→ **Text section**
* * *

[tip: timers/urgent] tick/nohz_full: Don't abuse smp_call_function_single() in tick_setup_device()

tip-bot2 for Oleg Nesterov posted 1 patch 1 year, 8 months ago
kernel/time/tick-common.c | 42 ++++++++++++--------------------------
1 file changed, 14 insertions(+), 28 deletions(-)
[tip: timers/urgent] tick/nohz_full: Don't abuse smp_call_function_single() in tick_setup_device()
Posted by tip-bot2 for Oleg Nesterov 1 year, 8 months ago
The following commit has been merged into the timers/urgent branch of tip:

Commit-ID:     07c54cc5988f19c9642fd463c2dbdac7fc52f777
Gitweb:        https://git.kernel.org/tip/07c54cc5988f19c9642fd463c2dbdac7fc52f777
Author:        Oleg Nesterov <oleg@redhat.com>
AuthorDate:    Tue, 28 May 2024 14:20:19 +02:00
Committer:     Thomas Gleixner <tglx@linutronix.de>
CommitterDate: Mon, 10 Jun 2024 20:18:13 +02:00

tick/nohz_full: Don't abuse smp_call_function_single() in tick_setup_device()

After the recent commit 5097cbcb38e6 ("sched/isolation: Prevent boot crash
when the boot CPU is nohz_full") the kernel no longer crashes, but there is
another problem.

* * *

→ **Record list**
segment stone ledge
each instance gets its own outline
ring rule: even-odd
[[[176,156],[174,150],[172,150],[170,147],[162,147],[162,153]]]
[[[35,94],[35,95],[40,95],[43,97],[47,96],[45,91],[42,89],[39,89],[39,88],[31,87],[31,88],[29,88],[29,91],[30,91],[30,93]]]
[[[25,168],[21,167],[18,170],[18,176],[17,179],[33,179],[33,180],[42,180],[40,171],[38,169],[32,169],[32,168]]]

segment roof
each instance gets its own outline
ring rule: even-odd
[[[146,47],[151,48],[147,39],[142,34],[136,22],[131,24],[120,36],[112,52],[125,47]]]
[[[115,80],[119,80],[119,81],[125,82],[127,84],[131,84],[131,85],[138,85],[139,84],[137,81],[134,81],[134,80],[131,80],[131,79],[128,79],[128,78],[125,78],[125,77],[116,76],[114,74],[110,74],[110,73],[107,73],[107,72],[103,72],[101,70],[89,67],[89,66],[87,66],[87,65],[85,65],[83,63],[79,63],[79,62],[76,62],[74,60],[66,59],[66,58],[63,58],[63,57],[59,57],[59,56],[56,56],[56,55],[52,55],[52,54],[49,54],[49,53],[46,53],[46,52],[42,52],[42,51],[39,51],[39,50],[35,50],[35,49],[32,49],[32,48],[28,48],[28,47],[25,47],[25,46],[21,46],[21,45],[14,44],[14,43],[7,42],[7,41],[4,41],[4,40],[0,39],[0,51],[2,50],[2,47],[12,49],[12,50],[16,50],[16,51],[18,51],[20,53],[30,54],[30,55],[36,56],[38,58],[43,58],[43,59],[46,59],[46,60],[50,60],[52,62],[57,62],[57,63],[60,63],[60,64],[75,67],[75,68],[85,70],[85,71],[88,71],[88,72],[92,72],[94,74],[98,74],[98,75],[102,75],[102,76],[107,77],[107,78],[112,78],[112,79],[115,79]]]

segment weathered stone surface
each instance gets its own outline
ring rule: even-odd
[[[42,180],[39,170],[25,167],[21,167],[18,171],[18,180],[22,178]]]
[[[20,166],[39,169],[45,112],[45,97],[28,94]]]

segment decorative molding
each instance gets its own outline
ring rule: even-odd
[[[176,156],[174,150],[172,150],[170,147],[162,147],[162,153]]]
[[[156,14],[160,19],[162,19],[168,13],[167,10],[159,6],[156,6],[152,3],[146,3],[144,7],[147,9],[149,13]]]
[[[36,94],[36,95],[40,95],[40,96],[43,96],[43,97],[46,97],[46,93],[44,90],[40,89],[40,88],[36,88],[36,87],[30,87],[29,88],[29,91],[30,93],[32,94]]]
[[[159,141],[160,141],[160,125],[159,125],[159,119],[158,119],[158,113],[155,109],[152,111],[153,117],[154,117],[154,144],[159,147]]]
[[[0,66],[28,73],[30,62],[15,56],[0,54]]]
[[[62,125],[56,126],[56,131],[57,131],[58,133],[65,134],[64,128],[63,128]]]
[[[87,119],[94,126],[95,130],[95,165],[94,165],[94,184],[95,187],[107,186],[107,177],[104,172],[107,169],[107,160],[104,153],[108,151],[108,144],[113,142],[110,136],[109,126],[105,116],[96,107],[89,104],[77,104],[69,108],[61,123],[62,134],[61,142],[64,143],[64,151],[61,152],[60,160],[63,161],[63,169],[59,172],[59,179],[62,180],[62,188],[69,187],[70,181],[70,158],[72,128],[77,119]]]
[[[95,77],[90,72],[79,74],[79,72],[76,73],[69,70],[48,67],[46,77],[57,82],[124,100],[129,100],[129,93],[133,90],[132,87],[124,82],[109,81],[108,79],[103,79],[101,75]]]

* * *

→ **Request**
Reproduce the nohz_full patch notice above in full, character for character.

→ **Reply to the exercise**
[tip: timers/urgent] tick/nohz_full: Don't abuse smp_call_function_single() in tick_setup_device()

tip-bot2 for Oleg Nesterov posted 1 patch 1 year, 8 months ago
kernel/time/tick-common.c | 42 ++++++++++++--------------------------
1 file changed, 14 insertions(+), 28 deletions(-)
[tip: timers/urgent] tick/nohz_full: Don't abuse smp_call_function_single() in tick_setup_device()
Posted by tip-bot2 for Oleg Nesterov 1 year, 8 months ago
The following commit has been merged into the timers/urgent branch of tip:

Commit-ID:     07c54cc5988f19c9642fd463c2dbdac7fc52f777
Gitweb:        https://git.kernel.org/tip/07c54cc5988f19c9642fd463c2dbdac7fc52f777
Author:        Oleg Nesterov <oleg@redhat.com>
AuthorDate:    Tue, 28 May 2024 14:20:19 +02:00
Committer:     Thomas Gleixner <tglx@linutronix.de>
CommitterDate: Mon, 10 Jun 2024 20:18:13 +02:00

tick/nohz_full: Don't abuse smp_call_function_single() in tick_setup_device()

After the recent commit 5097cbcb38e6 ("sched/isolation: Prevent boot crash
when the boot CPU is nohz_full") the kernel no longer crashes, but there is
another problem.